Problem to solve:
Reproduce the data lines from the one containing "like x=192, y=517." through the one containing "x=433, y=96", inclusive, replacing "beige wall" with "tan wall" and leaving everything else unchanged.

Given data:
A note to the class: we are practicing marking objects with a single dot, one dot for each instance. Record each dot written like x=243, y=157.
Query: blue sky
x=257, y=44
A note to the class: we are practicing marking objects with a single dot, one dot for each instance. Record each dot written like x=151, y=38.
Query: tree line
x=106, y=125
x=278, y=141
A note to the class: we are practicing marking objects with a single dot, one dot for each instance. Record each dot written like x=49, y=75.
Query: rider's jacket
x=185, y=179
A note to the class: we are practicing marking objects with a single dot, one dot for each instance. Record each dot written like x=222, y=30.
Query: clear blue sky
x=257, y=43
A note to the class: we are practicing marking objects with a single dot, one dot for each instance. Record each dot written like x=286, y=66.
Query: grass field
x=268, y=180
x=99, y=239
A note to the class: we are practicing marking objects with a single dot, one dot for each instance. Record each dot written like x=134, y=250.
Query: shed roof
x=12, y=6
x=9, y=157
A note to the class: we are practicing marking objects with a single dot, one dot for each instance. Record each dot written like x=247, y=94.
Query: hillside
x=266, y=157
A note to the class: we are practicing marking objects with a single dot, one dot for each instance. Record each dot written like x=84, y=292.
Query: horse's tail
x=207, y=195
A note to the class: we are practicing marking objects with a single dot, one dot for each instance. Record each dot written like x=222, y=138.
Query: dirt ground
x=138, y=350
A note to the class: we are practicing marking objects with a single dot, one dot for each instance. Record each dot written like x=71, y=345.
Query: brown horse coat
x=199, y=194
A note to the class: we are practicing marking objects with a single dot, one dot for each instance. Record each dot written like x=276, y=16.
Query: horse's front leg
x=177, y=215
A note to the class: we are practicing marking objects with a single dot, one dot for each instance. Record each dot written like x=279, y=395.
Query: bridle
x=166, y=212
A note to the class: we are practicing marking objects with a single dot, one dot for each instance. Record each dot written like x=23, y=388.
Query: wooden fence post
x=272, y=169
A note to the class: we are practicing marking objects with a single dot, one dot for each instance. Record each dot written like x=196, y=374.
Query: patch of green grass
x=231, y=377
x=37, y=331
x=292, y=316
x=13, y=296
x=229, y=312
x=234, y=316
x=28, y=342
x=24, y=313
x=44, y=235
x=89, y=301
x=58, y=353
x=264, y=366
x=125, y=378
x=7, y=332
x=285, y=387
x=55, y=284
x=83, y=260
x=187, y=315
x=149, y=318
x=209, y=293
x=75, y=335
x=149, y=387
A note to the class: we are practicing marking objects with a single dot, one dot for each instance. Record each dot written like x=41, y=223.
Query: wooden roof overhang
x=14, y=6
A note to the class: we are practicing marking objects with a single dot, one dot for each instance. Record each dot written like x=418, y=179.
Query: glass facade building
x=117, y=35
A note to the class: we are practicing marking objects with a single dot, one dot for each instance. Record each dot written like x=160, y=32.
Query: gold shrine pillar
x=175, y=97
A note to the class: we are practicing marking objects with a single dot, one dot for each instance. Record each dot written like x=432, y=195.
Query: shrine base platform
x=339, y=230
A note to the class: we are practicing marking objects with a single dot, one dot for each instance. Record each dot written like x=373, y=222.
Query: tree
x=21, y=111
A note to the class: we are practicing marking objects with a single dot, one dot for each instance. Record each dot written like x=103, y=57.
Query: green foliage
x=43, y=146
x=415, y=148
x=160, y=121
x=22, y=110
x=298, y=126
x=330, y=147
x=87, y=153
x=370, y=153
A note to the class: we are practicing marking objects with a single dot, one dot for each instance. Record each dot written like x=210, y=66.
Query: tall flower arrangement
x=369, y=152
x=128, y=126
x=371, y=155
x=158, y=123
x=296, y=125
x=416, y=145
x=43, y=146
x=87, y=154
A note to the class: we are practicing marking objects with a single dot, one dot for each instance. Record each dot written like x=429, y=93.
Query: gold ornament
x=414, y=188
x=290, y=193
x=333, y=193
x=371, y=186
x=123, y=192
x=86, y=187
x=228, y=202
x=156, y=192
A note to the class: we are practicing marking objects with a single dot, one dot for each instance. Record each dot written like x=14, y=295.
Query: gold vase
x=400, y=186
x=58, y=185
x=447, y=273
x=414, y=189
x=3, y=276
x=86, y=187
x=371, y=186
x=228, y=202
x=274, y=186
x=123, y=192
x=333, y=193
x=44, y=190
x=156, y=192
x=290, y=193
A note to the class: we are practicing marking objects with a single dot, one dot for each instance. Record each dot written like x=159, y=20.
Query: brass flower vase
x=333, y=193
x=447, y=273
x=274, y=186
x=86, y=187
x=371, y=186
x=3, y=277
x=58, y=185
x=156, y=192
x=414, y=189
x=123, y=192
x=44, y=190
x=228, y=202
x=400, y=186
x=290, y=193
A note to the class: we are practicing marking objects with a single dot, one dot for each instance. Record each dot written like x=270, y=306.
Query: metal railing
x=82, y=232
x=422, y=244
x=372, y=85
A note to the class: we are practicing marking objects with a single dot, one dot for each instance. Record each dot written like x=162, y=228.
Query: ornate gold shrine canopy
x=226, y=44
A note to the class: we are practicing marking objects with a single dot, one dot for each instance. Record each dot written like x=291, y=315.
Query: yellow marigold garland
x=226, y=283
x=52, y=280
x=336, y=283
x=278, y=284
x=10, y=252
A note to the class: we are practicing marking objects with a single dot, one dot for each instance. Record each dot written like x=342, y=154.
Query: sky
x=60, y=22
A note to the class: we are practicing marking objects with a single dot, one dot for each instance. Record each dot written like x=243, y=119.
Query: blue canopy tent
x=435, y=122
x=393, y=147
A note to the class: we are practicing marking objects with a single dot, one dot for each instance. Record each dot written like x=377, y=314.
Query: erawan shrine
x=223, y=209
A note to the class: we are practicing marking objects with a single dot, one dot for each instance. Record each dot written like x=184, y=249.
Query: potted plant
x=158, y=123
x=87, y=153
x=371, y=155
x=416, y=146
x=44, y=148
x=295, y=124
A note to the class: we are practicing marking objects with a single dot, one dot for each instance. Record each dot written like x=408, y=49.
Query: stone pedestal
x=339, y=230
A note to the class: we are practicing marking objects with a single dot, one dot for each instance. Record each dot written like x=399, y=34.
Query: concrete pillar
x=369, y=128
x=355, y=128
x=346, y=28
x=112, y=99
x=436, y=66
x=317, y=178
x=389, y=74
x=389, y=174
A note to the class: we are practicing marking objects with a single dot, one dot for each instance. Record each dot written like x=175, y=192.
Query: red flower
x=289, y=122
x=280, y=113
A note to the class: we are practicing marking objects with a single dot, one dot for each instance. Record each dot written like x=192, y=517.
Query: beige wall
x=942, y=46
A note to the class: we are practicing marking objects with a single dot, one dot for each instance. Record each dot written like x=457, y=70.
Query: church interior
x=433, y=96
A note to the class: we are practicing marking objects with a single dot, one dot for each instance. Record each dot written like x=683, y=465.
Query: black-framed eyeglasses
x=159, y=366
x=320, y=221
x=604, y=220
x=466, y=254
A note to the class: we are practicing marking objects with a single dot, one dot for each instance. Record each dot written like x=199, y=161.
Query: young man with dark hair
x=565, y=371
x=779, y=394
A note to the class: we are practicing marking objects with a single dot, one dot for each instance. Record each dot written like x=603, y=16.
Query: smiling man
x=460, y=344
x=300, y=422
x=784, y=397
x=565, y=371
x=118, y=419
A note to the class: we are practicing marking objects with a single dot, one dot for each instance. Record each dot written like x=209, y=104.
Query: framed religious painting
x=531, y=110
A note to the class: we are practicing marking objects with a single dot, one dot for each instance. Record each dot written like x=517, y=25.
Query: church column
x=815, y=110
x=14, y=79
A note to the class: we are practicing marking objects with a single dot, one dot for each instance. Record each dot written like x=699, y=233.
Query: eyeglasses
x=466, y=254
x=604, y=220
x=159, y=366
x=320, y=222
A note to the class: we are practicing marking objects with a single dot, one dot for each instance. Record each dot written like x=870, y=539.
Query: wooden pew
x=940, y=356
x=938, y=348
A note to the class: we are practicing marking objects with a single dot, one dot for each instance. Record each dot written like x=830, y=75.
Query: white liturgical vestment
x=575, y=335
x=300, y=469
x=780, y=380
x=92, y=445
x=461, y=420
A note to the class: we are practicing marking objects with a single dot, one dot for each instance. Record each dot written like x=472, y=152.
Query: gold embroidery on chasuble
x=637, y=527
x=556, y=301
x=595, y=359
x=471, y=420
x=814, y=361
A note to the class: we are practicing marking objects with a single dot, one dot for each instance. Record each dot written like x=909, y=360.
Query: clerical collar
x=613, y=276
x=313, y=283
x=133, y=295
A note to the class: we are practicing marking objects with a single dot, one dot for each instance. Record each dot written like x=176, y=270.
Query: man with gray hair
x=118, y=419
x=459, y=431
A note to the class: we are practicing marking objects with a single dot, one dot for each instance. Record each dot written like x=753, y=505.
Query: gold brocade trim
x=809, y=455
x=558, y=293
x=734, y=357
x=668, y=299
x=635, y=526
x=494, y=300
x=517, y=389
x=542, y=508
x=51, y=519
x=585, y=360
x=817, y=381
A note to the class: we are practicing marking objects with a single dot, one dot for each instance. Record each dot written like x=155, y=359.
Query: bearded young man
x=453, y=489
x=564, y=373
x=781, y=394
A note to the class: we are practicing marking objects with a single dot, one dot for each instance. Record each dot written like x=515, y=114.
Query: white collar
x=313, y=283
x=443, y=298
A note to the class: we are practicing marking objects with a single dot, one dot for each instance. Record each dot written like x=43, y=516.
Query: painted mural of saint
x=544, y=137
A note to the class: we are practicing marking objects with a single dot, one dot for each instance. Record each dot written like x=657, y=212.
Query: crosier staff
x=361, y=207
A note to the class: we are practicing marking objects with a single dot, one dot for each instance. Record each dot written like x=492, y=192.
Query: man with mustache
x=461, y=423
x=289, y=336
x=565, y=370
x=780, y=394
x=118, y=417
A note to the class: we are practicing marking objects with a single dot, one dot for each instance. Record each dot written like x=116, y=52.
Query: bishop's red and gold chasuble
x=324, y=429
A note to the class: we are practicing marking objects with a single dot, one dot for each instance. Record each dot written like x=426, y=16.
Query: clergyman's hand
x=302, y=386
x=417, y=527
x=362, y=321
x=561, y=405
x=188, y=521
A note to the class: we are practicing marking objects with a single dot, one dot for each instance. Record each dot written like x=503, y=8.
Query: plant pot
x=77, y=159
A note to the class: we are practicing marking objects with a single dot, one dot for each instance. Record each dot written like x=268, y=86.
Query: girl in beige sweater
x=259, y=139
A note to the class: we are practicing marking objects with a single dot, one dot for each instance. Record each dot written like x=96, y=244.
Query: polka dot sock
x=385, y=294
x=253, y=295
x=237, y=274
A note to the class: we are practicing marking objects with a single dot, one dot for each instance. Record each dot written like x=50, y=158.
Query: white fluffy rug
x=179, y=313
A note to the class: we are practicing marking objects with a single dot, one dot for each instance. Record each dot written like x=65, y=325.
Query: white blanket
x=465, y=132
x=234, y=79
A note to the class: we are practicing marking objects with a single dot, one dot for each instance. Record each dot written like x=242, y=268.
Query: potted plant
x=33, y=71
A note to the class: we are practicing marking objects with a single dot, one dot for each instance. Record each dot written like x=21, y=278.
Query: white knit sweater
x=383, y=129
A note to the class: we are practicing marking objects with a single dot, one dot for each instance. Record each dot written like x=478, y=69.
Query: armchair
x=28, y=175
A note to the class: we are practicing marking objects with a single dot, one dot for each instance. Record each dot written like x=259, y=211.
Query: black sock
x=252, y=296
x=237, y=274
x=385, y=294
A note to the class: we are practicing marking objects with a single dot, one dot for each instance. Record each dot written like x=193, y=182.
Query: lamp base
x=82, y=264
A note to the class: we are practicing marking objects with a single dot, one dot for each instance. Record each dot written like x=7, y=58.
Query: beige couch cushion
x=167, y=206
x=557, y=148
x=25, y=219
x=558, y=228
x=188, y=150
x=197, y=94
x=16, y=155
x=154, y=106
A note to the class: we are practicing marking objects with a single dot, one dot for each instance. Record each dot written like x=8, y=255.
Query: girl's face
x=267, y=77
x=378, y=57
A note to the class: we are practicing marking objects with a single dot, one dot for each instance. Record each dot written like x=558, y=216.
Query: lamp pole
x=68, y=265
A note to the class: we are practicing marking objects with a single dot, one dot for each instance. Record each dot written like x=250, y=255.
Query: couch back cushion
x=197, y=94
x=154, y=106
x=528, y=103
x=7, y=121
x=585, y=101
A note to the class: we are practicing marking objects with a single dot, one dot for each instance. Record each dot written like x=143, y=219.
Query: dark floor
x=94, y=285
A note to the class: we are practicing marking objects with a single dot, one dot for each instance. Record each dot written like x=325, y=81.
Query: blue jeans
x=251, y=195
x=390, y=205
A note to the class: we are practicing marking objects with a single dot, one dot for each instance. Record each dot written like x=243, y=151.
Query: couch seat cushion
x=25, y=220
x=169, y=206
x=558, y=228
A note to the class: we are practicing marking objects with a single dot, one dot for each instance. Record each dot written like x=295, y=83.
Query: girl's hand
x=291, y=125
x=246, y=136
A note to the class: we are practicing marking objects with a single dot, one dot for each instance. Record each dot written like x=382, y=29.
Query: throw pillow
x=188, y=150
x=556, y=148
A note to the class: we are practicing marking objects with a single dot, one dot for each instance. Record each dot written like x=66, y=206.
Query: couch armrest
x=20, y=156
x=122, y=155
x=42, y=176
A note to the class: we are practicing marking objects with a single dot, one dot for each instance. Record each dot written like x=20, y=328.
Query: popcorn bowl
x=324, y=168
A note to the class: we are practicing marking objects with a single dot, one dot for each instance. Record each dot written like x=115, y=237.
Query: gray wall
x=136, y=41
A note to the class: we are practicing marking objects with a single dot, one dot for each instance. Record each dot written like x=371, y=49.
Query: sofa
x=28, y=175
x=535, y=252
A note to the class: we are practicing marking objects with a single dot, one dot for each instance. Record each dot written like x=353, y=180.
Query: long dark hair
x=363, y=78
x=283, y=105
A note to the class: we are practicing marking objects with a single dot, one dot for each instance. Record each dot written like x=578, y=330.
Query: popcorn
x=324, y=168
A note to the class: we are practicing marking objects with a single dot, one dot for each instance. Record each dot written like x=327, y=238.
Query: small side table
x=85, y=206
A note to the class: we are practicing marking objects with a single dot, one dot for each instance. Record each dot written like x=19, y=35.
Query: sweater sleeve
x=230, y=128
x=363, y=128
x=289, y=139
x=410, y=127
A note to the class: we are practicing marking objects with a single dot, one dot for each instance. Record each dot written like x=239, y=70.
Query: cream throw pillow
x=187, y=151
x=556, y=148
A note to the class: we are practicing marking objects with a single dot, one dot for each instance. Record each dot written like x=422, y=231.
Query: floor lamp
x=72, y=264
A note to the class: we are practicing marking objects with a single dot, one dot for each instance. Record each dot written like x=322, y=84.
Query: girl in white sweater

Exercise answer:
A note to the class: we are practicing marking objects with a single dot, one dot for each instance. Record each dot written like x=192, y=517.
Query: tan wall
x=942, y=46
A note to the class: we are practicing marking objects with a single dot, one dot for each instance. Record each dot written like x=457, y=70.
Query: church interior
x=433, y=96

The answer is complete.